Transcribe the entire listing below word for word, leaving out the pictures.
— BEGIN —
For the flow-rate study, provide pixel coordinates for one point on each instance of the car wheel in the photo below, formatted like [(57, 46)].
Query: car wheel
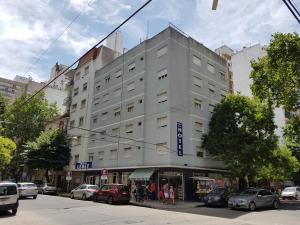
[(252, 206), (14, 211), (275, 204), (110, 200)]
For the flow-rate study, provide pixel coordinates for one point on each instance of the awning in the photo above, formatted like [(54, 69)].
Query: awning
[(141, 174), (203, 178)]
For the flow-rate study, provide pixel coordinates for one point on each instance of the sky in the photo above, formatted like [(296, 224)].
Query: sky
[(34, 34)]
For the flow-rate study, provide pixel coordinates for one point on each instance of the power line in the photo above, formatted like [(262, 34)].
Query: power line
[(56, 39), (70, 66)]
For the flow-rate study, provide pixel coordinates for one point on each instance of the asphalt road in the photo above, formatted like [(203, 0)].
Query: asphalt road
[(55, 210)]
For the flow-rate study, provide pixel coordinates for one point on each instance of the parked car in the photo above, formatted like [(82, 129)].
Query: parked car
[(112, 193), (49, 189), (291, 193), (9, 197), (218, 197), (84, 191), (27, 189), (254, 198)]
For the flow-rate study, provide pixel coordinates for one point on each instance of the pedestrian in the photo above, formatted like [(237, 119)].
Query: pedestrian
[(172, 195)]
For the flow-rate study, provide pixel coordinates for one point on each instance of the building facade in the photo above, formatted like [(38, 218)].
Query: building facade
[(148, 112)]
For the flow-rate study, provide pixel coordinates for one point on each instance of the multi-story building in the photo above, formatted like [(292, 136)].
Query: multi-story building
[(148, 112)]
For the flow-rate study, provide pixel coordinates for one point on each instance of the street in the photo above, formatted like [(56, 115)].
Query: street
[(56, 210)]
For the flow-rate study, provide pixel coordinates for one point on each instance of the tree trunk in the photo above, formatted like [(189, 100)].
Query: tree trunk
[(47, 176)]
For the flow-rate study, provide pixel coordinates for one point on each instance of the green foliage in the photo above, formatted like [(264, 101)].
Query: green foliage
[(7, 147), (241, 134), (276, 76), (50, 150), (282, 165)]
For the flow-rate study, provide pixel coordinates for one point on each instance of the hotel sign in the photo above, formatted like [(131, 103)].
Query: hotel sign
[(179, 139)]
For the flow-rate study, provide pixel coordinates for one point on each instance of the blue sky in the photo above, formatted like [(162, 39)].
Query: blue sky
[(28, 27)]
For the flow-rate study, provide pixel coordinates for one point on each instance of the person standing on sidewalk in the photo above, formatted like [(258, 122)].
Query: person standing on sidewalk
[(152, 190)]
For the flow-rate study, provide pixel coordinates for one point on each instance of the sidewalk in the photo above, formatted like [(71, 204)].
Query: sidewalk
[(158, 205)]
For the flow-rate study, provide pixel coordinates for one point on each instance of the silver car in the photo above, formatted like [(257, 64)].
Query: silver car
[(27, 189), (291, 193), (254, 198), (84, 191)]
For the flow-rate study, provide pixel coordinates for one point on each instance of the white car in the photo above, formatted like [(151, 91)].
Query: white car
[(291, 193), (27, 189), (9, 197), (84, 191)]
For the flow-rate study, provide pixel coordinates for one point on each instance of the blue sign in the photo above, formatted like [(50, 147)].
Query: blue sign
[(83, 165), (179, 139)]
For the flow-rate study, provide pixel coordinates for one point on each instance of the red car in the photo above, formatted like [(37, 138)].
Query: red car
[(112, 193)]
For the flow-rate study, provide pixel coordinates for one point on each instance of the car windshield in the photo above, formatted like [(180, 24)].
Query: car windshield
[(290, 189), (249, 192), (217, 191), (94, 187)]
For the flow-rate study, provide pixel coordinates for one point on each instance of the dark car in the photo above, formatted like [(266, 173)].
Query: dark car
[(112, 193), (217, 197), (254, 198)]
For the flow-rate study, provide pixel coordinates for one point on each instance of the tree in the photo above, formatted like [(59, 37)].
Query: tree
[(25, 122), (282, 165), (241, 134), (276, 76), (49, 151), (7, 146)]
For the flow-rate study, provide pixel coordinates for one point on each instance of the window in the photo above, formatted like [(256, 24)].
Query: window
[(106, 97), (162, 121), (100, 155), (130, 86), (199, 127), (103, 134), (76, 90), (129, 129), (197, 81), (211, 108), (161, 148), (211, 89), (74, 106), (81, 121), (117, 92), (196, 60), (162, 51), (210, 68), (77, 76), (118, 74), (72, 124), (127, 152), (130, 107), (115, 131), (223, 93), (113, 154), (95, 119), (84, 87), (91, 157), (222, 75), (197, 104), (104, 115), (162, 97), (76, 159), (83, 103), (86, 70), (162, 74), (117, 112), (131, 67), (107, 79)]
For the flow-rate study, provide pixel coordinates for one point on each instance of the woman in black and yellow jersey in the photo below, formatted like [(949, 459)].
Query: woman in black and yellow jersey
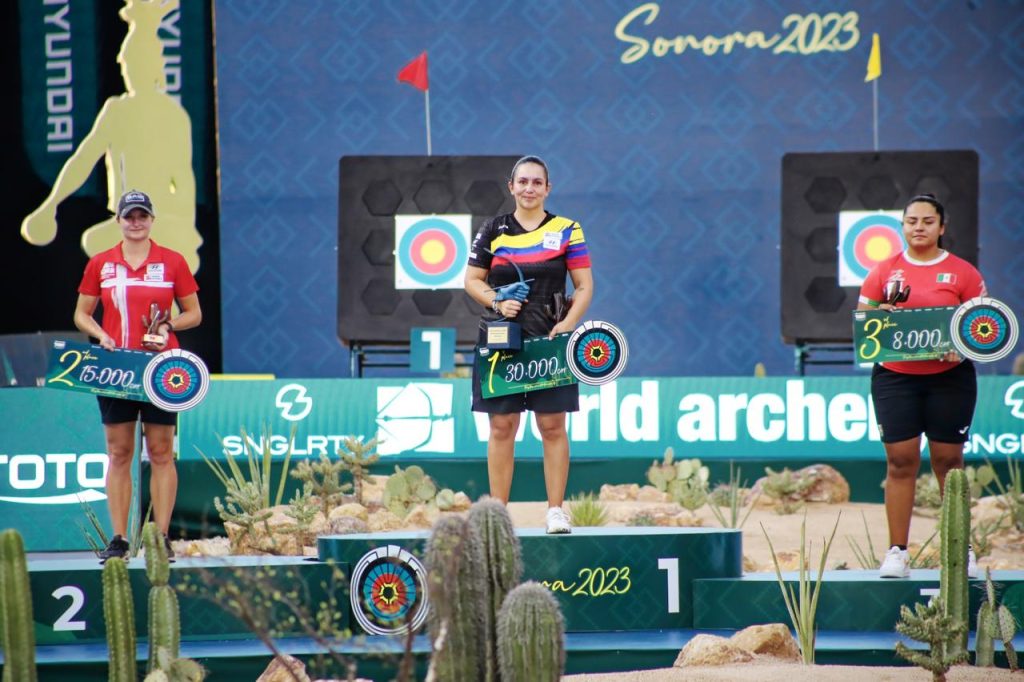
— END —
## TASK RESPONSE
For the flow-rate study, provide pixel coordinates for one point on each instance of the car wheel in the photo below, formatted like [(57, 46)].
Query: car wheel
[(252, 206), (14, 211), (275, 204), (110, 200)]
For the flow-rate study, provide pixel coordinates for one point on each instance of the awning in the photo above, formatted like [(54, 69)].
Query: awning
[(141, 174), (203, 178)]
For the flow-rate study, provide pixel coordinates for one point on each instance of the sky in the photo above, formatted like [(296, 224)].
Query: sky
[(34, 34)]
For the flow-rate study, provide pixel coordinates for one point on each instance of the power line in the photo above, formatted like [(262, 34)].
Query: power line
[(56, 39), (70, 66)]
For the flow-rate study, provide pixel coordinates for one point on each instance of the asphalt road in the photo above, formatted like [(203, 0)].
Query: asphalt road
[(55, 210)]
For the flow-rate study, provide pixel coordinates for one point on each instance of the parked car in the photo above, formatted like [(82, 129)].
Query: parked car
[(112, 193), (49, 189), (291, 193), (9, 197), (218, 197), (84, 191), (27, 189), (254, 198)]
For the flow-rate study, provide pixel coordinates for one point on each instance of the pedestrian in the photo above, formatted like [(237, 119)].
Query: pedestrian
[(172, 195)]
For the flow-rate study, provide pixel coordinates for one point on each instance of the building facade in the photo above, formatted like [(38, 218)].
Query: building facade
[(148, 112)]
For the flow-rate study, provide pixel coordinates for one point on each instance of the multi-story building in the photo above, formatted like [(292, 136)].
Query: multi-story building
[(148, 112)]
For the flow-rate study, provide pixel coordinates for one point on each instance of the street in the photo above, formatted like [(56, 115)].
Query: street
[(56, 210)]
For the flow-rate study, provide pixel coordinates for one point on each instance of the tree trunk in the photo above, formatted like [(189, 100)].
Query: tree trunk
[(47, 176)]
For the flow-rate study, provide pixel coordinates for one point on each instance of the green foliage in the photo above, formatted like [(264, 101)].
Query: green foliage
[(7, 147), (241, 134), (276, 76), (50, 150), (282, 165)]
For the flow-rate study, provide pixel coordinates for one point on each instance of the hotel sign in the photo above, formatted like [(131, 103)].
Query: hotel sign
[(179, 139)]
For the flow-rate study, provide pixel coordinates for one point on each instance of the blue sky in the photo above, formatted like [(162, 39)].
Query: blue sky
[(28, 27)]
For the flow-rate study, provide pixel coordinates for one point on each instance of the person standing on sidewalk in the photo above, formatted like [(258, 122)].
Query: person standing on sidewalk
[(152, 190)]
For the flow-rate study, provide pixel coordinates for one point on each instance of the sidewalk in the photo above, formatted like [(71, 204)].
Query: sidewalk
[(158, 205)]
For the flow-rate study, provide pixel coordinates for one point on each instance of the silver car in the photo above, formatted like [(257, 64)].
Query: silver car
[(27, 189), (291, 193), (254, 198), (84, 191)]
For the flow-rate study, provide pixel coordinates for one point on each instance of the white car in the photo above, formatted like [(151, 91)].
Query: white car
[(291, 193), (27, 189), (9, 197), (84, 191)]
For the flow-rate study, provide pixel coordinates for one point on each instance of the blue sign in the photo above, formatted like [(50, 147)].
Query: blue sign
[(83, 165), (179, 139)]
For the flow-rate study, provide pixel coordinates for one point on each instance of the red car in the photo above, formatted like [(37, 138)].
Query: red car
[(112, 193)]
For the flow-rate study, provide pixel coordinates for one point on each instance of the car windshield in the photo above, formatted like [(180, 24)].
Query: car windshield
[(290, 189), (249, 192), (217, 191), (94, 187)]
For the flow-rate study, provide pixel coordinates for one point on each instance of the dark car in the photo above, formatted like [(266, 173)].
Query: dark car
[(112, 193), (217, 197), (254, 198)]
For the flow-rate study, provide pixel coordinates for one point on each instance of the tree in the photo above, formatted like [(59, 37)].
Query: tree
[(25, 122), (282, 165), (241, 134), (276, 76), (49, 151), (7, 146)]
For the flow-rate study, provide pixel coordinates for one point on each instance of the window in the photo above, formatted like [(256, 24)].
Query: window
[(106, 97), (162, 121), (100, 155), (130, 86), (199, 127), (103, 134), (76, 90), (129, 129), (197, 81), (211, 108), (161, 148), (211, 89), (74, 106), (81, 121), (117, 92), (196, 60), (162, 51), (210, 68), (77, 76), (118, 74), (72, 124), (127, 152), (130, 107), (115, 131), (223, 93), (113, 154), (95, 119), (84, 87), (91, 157), (222, 75), (197, 104), (104, 115), (162, 97), (76, 159), (83, 103), (86, 70), (162, 74), (117, 112), (131, 67), (107, 79)]
For the flow-rate study, provide pixel coordinates for one point on each instance of the woman in black and yellow jersey in the photo below, formatted like [(949, 459)].
Query: woman in black and yellow jersey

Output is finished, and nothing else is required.